Исходные записи:

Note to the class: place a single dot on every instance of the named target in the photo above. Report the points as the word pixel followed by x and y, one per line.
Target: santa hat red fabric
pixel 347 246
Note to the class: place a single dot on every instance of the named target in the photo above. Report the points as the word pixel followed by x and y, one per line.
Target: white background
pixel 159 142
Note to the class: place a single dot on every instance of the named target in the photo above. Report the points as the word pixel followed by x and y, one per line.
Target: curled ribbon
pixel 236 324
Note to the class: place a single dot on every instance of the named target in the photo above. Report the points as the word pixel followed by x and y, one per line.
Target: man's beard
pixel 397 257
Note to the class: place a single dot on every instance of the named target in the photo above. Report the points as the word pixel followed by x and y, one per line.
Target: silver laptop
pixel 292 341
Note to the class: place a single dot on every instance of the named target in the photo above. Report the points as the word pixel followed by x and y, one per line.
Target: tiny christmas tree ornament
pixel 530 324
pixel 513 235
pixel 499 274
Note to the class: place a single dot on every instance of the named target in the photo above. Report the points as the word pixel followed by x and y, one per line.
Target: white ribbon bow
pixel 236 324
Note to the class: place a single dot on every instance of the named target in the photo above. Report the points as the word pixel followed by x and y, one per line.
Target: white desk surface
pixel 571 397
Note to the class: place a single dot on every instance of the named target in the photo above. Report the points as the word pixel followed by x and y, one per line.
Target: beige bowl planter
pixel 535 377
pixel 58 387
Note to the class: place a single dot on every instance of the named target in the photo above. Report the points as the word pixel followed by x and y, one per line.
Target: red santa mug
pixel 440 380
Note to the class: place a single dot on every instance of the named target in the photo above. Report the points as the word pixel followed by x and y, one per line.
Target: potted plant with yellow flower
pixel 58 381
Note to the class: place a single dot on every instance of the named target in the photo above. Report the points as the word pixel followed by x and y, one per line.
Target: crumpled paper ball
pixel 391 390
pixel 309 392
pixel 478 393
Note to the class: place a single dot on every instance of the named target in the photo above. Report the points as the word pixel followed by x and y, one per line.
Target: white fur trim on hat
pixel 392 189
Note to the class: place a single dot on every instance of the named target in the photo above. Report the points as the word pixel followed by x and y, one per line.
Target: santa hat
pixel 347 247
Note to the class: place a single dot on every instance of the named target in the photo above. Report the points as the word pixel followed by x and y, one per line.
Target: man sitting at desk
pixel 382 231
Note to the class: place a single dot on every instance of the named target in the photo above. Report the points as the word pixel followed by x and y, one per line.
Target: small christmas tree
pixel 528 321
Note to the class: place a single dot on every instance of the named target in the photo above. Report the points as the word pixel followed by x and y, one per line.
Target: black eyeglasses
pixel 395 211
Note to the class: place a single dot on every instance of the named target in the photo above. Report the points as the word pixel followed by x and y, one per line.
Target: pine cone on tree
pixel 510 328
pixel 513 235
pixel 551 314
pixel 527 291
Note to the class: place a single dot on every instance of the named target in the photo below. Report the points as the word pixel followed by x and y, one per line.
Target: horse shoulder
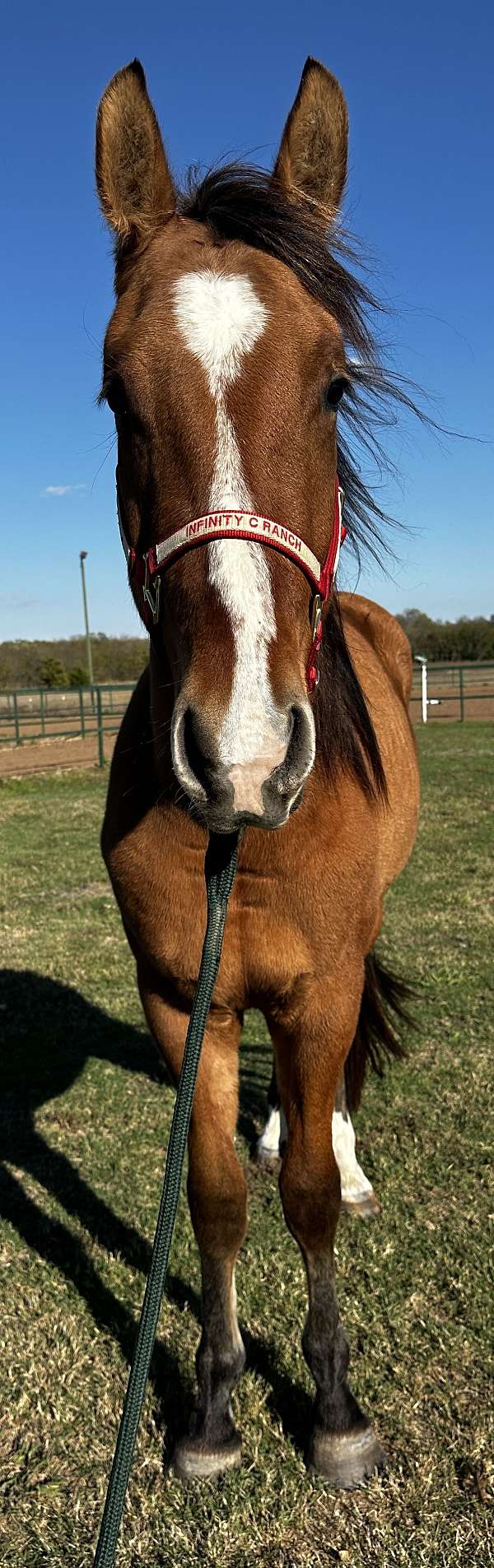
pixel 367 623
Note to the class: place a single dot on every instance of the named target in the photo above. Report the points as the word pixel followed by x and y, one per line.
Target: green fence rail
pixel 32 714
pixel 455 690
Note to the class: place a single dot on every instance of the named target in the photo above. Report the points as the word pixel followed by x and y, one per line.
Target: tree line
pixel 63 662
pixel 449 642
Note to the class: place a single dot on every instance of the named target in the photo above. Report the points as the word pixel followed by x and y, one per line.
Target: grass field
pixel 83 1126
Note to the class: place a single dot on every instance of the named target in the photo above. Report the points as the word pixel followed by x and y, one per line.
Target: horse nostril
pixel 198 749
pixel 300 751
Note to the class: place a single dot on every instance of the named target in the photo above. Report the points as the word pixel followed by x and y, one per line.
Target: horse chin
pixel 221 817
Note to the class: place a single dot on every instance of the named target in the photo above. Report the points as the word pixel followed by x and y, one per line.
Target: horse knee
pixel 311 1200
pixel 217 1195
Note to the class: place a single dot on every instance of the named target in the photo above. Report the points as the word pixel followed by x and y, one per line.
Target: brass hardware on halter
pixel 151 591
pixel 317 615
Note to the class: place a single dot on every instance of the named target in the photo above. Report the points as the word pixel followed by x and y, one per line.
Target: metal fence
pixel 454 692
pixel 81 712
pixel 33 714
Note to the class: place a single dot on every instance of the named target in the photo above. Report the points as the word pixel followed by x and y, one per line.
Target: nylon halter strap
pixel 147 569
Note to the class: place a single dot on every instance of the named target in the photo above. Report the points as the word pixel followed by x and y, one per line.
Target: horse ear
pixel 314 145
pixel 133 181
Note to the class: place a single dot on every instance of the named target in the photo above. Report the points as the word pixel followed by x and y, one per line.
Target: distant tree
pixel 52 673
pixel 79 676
* * *
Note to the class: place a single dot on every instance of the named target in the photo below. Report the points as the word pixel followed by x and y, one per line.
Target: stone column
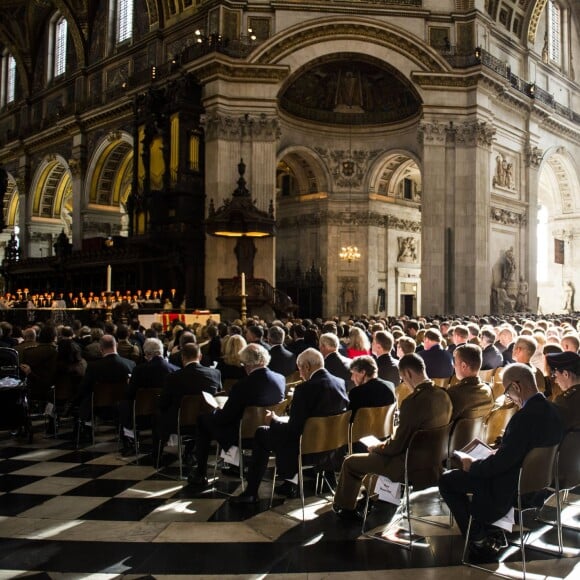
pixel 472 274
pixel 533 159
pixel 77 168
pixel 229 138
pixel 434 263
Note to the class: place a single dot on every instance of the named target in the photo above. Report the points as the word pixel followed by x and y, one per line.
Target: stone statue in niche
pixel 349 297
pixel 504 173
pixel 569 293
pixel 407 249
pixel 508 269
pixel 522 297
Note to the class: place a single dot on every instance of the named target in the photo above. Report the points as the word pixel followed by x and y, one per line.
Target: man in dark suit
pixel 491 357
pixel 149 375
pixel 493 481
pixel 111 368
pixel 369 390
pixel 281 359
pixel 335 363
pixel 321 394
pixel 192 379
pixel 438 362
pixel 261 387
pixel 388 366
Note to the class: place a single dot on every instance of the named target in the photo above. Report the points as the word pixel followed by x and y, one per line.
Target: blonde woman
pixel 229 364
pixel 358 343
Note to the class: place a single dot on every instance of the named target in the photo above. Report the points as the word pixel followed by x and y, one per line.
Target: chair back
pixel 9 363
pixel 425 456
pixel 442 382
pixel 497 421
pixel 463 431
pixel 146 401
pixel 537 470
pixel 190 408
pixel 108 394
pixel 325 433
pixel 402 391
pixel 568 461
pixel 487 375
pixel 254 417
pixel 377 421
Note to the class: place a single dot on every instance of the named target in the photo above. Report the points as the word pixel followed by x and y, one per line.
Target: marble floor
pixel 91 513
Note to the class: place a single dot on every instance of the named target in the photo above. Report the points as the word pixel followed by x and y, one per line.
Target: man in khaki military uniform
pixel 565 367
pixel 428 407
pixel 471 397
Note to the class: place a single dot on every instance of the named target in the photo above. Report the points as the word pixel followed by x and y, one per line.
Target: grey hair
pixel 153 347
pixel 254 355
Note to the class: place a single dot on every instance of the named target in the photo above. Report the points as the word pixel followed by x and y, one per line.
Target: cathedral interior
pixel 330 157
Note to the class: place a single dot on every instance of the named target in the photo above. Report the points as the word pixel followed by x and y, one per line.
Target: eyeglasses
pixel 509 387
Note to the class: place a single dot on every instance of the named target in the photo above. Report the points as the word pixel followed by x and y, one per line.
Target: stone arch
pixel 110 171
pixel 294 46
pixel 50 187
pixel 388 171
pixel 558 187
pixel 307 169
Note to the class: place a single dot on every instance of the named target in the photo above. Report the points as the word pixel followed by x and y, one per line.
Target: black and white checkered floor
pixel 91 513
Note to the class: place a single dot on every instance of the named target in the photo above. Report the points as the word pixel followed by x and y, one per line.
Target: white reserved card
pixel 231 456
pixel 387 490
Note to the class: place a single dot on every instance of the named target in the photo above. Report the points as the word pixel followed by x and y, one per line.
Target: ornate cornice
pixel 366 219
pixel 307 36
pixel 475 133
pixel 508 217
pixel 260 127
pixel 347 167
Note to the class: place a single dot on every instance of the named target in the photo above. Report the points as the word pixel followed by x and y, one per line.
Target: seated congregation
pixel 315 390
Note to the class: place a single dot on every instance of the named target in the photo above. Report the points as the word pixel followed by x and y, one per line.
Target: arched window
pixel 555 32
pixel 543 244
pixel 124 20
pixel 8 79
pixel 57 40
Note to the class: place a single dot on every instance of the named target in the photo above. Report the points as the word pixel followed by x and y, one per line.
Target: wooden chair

Что сделать:
Укажите, сколько строк в записях выше содержат слово «stone», с учетом регистра букв. В ответе напишите только число.

Ответ на задание:
3